Print the passage of the Dvořák symphony text from "Dvořák’s melodies are" up to and including "leading the melody.", word for word.
━━━━━ PAGE EXTRACT
Instrumentation and score

External audio
Performed by the Berlin Philharmonic under Rafael Kubelík
I. Allegro non tanto
II. Adagio
III. Scherzo (Furiant: Presto)
IV. Finale (Allegro con spirito)

Score

The symphony is written in four movements:

Instrumentation

2 flutes (2nd doubling piccolo), 2 oboes, 2 clarinets, 2 bassoons, 4 horns, 2 trumpets, 3 trombones, tuba, timpani, strings.

The piccolo is only used in the third movement. The trombones and tuba are only used in the first and fourth movements.

Orchestration and style

Dvořák’s melodies are beautiful and often presented in the woodwinds and horns, as well as the strings. Dvořák frequently converses back and forth between groups of instruments, sometimes finishing one another’s phrases. The brass are used more as support in tutti passages, only occasionally leading the melody.

I. Allegro non tanto

The first movement is written in a traditional sonata form. It is in 3
4
time and in the key of D major. Dvořák has included extra melodic material with two primary themes, two transitional phrases, and two secondary themes.[17] The initial primary theme has three parts that Dvořák uses in many ways throughout the piece. The first (x), is an ascending fourth, followed by a repeated D with a dotted rhythm (y), and finally descending stepwise motion from the fifth scale degree to the second (z).[18]

First primary theme: Mvt. I, measures 2–10, flute and cello.[19]

The transition begins in measure 78 with an upward stepwise motive that could be seen as filling in the interval of a fourth, which opened the initial primary theme (x), or as an inversion of the downward stepwise motive that closes the same primary theme (z).[20] Either way, a connection can be drawn back to the initial primary theme.
━━━━━━━━━━
━━━━━ LISTING
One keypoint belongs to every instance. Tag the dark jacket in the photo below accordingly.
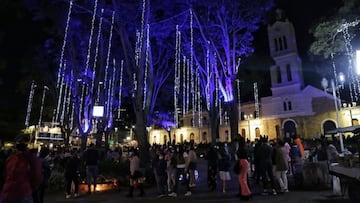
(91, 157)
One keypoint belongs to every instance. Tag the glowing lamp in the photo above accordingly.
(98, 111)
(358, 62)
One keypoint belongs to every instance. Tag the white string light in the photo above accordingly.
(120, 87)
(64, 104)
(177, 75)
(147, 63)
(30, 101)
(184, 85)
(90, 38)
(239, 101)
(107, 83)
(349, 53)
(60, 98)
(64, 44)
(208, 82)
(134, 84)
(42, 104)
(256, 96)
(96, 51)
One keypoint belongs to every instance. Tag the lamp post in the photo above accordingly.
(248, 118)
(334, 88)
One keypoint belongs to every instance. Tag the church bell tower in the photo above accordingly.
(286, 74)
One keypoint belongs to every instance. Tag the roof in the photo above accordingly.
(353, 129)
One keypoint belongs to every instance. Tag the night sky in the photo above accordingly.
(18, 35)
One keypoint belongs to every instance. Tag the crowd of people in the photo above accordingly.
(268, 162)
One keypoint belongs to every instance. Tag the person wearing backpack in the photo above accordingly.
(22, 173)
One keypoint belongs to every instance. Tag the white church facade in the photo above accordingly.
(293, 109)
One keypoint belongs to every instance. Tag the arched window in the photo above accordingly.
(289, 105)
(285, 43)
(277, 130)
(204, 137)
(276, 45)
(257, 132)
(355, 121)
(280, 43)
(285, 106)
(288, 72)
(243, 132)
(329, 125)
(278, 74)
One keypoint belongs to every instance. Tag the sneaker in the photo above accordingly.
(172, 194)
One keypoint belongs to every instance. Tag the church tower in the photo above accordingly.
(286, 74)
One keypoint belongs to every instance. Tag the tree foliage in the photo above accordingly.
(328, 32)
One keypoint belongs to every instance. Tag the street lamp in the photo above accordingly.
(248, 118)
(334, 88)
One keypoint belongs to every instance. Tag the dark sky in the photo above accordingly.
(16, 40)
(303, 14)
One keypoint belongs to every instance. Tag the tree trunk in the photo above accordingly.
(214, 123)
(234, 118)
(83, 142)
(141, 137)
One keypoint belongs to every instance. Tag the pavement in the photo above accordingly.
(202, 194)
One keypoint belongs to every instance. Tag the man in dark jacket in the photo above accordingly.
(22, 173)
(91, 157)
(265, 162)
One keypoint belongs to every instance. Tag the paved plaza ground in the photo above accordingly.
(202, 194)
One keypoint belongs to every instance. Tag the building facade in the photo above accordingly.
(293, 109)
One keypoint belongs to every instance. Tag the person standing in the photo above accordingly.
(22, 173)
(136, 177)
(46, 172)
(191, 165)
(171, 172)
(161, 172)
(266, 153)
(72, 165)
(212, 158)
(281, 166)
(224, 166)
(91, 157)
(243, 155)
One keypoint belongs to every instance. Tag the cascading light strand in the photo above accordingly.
━━━━━━━━━━
**ANSWER TO THE TASK**.
Dvořák’s melodies are beautiful and often presented in the woodwinds and horns, as well as the strings. Dvořák frequently converses back and forth between groups of instruments, sometimes finishing one another’s phrases. The brass are used more as support in tutti passages, only occasionally leading the melody.